→ **Job**: Give the lines below as a JSON list of strings, one string per line and blank lines omitted, taking only those from the line with "Where can the stone wall" through the end of the entries, both included.

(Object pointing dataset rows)
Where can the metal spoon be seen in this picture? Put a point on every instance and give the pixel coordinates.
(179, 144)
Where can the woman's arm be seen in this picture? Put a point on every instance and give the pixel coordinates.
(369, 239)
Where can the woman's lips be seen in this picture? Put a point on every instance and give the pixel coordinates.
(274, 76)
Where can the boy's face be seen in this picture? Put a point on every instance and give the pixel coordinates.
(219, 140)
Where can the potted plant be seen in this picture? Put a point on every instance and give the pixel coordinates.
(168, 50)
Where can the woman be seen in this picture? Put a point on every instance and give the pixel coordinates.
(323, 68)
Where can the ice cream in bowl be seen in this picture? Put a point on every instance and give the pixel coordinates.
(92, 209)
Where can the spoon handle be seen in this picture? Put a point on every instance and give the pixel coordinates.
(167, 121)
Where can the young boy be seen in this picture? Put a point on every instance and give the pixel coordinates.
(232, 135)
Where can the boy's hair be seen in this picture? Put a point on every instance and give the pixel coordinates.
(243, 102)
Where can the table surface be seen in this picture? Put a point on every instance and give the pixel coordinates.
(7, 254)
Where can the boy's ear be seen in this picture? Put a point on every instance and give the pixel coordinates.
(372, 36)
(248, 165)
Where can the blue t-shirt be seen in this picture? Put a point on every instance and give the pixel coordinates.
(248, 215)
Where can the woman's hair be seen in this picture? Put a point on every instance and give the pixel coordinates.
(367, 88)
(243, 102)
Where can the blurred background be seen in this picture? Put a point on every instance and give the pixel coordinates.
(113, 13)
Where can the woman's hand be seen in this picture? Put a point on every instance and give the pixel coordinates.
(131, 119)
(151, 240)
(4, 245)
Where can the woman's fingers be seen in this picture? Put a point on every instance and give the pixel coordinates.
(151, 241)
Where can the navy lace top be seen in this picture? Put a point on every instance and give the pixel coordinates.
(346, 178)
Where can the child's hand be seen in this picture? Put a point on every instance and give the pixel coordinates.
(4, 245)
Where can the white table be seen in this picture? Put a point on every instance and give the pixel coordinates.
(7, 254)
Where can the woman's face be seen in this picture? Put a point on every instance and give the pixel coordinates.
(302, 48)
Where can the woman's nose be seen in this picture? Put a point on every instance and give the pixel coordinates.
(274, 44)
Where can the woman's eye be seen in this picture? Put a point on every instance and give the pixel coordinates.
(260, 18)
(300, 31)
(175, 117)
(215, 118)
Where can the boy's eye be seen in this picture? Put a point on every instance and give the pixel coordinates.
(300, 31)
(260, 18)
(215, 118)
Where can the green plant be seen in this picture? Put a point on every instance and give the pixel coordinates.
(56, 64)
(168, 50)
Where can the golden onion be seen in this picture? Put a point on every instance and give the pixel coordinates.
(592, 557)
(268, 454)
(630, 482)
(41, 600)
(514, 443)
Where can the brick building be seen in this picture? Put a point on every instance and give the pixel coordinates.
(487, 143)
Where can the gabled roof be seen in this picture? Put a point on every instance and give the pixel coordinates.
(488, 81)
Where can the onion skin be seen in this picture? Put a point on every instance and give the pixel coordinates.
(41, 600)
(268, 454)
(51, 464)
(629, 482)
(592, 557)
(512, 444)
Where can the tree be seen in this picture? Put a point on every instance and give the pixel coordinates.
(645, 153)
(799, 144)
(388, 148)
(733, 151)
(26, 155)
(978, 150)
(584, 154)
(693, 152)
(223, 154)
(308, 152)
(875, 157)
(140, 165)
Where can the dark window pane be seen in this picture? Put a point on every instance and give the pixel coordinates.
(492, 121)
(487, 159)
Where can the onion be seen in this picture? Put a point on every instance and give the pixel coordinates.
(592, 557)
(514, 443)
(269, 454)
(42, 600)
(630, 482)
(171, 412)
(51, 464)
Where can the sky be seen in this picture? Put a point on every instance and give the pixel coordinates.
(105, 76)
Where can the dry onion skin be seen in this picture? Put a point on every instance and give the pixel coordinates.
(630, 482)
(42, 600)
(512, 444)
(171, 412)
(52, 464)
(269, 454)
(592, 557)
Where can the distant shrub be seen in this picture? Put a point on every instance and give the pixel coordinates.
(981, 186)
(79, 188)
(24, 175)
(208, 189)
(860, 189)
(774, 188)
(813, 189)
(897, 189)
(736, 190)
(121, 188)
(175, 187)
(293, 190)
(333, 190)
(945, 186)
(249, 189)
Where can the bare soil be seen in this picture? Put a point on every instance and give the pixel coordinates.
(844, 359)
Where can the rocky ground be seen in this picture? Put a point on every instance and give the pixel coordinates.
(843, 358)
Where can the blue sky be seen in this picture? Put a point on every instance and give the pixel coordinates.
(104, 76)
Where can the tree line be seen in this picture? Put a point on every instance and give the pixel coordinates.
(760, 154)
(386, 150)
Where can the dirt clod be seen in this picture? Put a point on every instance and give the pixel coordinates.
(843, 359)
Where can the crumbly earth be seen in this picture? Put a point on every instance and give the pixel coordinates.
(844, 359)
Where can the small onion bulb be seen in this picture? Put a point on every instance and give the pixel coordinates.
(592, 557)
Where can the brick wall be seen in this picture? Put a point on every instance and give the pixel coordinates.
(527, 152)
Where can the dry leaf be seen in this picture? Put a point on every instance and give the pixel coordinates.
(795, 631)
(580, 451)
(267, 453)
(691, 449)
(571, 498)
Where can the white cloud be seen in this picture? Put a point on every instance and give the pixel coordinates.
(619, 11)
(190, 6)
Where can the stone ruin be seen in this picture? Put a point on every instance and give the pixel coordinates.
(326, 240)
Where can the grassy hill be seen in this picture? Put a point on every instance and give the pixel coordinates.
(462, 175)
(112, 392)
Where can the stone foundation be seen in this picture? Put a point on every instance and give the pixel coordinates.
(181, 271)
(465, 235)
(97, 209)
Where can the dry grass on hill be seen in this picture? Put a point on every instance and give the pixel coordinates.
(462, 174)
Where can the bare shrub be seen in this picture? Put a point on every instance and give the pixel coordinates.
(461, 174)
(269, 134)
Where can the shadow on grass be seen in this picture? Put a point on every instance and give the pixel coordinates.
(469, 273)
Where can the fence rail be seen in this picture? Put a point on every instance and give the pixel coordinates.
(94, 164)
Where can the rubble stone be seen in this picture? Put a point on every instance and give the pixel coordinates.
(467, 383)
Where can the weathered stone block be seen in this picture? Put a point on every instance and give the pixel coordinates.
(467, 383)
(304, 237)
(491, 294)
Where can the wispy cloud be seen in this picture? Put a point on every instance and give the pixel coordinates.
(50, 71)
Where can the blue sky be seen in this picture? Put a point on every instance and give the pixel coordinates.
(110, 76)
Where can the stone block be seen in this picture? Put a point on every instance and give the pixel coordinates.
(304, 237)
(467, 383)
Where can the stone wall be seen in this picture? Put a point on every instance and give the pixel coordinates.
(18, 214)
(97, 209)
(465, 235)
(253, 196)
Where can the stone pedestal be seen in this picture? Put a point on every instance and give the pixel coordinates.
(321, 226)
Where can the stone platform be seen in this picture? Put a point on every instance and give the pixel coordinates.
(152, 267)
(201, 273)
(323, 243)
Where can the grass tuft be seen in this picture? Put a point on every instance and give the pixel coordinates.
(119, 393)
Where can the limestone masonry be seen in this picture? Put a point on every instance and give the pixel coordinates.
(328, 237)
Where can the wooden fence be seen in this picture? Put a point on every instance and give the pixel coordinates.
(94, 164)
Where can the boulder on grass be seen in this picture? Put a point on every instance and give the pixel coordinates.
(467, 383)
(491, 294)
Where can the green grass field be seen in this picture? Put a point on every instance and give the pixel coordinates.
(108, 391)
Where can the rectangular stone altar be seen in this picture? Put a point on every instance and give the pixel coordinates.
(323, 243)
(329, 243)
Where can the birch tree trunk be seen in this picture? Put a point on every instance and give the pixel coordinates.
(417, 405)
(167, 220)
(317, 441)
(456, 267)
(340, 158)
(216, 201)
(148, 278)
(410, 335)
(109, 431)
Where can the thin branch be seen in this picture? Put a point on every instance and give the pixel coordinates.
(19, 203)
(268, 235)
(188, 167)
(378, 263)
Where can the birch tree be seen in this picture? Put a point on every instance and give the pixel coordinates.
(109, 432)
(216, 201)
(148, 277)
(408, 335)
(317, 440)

→ **Problem solution**:
[
  "Where can the stone wall be seen in this picture? Put a point on every instance and give the pixel coordinates.",
  "(18, 214)",
  "(97, 209)",
  "(465, 235)",
  "(253, 196)",
  "Where can the stone pedestal be seen in this picture? Put a point on every instance and give the pixel coordinates.",
  "(321, 226)",
  "Where can the stone platform be seen in this picture? Put a point on every instance and give the pixel coordinates.",
  "(152, 267)",
  "(201, 273)",
  "(323, 243)",
  "Where can the grass tuft be seen in this picture? Put a point on every instance and give the pixel coordinates.",
  "(119, 393)",
  "Where can the limestone masonry be seen in this picture? Put a point on every instance and give the pixel coordinates.",
  "(328, 237)",
  "Where can the wooden fence be seen in this picture? Put a point on every instance and give the pixel coordinates.",
  "(94, 164)",
  "Where can the boulder on grass be seen in this picture? Put a point on every instance and give the pixel coordinates.",
  "(467, 383)",
  "(491, 294)",
  "Where can the green grass field be seen in this picture? Put a point on every instance and give the pixel coordinates.",
  "(108, 391)",
  "Where can the rectangular stone altar be seen in this picture? Put a point on every instance and give the pixel coordinates.",
  "(323, 243)",
  "(329, 243)",
  "Where can the birch tree trunk be seen in this picture? Put a point on every instance and give the pixel coordinates.",
  "(417, 405)",
  "(167, 220)",
  "(317, 441)",
  "(456, 267)",
  "(340, 158)",
  "(216, 201)",
  "(148, 278)",
  "(410, 335)",
  "(109, 431)",
  "Where can the thin branch be seen in this picture? Put a point on every instance and give the pixel coordinates.",
  "(19, 203)",
  "(268, 235)",
  "(188, 167)",
  "(378, 263)",
  "Where can the birch tree be seen in this picture? Put a point on every instance and give the pixel coordinates.",
  "(109, 432)",
  "(216, 201)",
  "(148, 277)",
  "(408, 335)",
  "(317, 440)"
]